● Письменное задание 1:
Ответьте по фрагменту о сравнениях в литературе:
(а) С каким растением сравнивается Хаджи-Мурат?
(б) Чьи три смерти описаны в «Трех смертях» Толстого?
(в) Какие слова из «Слова о полку Игореве» приведены во фрагменте?
● Письменное задание 2: Дословно повторите ту часть фрагмента о сравнениях в литературе, которая открывается словами, содержащими «Часто сравнивают человека», и завершается словами «на могиле мужика.».

● Выбранный фрагмент:
В то же время это сравнение по своему поразительному безмолвию и спокойному напряжению дает паузу в описании боя, подчеркивает не ожесточенность, а занятость, поглощенность воинов боем.
В романах потом будет показана рядом жизнь богатых и жизнь бедных, сравнение судеб будет связывать разные этажи романов. Например, «Война и мир». Человек будет переходить из одного состояния в другое.
Часто сравнивают человека с травой, бой с пиром, В «Слове о полку Игореве» сказано: «кровавого вина не хватило»; понятие крови подчинилось вину – стало прилагательным.
У Толстого «Три смерти» повествуют о смерти суетливой, говорливой испуганной барыни; спокойной смерти мужика и смерти дерева, которое срубают для того, чтобы сделать крест на могиле мужика.
Борющийся с Шамилем и с царским правительством уже одинокий Хаджи-Мурат, хромой, израненный, сравнивается с растением татарником – чертополохом. Чертополох раздавили колесом телеги, а он все встает, цветет даже. Так израненный, но уже не чувствующий своих ран, среди мертвых нукеров встает с кинжалом в руках Хаджи-Мурат.
Он встает, и его вера в необходимость сопротивления имеет силу закона природы.
Это переводит всю повесть в иной план.
Хаджи-Мурат пошел неправильным путем, но для него газават – священная война за свободу крестьянского поля. Это свобода от Николая Первого, от Шамиля. Человеческая свобода – закон человеческой природы. Человека можно изрубить, но он встает для нового сопротивления. Он встает, или встанет его сын, или его соседи, или соседи его народа.

● Записи данных:
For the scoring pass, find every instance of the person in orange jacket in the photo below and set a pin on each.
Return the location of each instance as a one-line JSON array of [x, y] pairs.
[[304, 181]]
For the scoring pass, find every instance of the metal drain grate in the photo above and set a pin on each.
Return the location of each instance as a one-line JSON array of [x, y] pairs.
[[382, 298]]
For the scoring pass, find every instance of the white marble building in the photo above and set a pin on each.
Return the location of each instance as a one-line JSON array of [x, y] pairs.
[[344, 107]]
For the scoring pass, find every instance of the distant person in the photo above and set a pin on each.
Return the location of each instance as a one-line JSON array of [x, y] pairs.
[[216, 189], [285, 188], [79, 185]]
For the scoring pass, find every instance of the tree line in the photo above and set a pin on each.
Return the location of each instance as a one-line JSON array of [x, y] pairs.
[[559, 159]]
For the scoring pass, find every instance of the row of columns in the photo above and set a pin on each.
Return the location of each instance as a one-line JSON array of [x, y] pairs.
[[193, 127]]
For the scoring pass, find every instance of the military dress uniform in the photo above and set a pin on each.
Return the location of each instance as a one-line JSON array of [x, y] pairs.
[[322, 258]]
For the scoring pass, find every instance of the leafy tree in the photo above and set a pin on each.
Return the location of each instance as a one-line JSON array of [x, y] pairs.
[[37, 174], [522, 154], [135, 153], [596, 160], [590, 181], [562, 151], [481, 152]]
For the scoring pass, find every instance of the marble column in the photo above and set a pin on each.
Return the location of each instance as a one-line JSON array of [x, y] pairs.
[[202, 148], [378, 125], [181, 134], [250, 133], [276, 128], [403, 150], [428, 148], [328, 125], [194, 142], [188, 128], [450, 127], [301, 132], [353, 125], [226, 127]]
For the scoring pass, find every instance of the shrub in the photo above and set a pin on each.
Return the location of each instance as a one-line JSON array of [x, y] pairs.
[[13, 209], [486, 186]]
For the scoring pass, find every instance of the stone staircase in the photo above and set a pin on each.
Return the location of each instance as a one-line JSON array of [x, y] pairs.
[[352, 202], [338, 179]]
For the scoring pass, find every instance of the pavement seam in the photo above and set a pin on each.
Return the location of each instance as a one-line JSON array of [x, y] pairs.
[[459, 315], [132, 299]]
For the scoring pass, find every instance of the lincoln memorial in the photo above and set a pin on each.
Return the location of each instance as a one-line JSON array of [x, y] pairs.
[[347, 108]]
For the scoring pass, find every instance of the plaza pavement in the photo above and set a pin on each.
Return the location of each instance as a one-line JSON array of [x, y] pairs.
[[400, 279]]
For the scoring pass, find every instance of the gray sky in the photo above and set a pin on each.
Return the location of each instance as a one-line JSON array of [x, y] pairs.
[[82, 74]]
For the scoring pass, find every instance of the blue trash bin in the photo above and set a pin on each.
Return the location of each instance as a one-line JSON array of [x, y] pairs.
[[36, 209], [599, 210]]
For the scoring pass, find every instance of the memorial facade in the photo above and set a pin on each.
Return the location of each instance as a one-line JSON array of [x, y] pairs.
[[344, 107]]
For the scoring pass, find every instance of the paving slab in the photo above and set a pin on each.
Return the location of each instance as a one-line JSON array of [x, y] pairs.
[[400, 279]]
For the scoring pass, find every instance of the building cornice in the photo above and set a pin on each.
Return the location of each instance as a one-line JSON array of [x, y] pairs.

● Правильный ответ 1:
(а) С татарником, то есть чертополохом.
(б) Смерть барыни, смерть мужика и смерть дерева.
(в) «кровавого вина не хватило»

● Правильный ответ 2:
Часто сравнивают человека с травой, бой с пиром, В «Слове о полку Игореве» сказано: «кровавого вина не хватило»; понятие крови подчинилось вину – стало прилагательным.
У Толстого «Три смерти» повествуют о смерти суетливой, говорливой испуганной барыни; спокойной смерти мужика и смерти дерева, которое срубают для того, чтобы сделать крест на могиле мужика.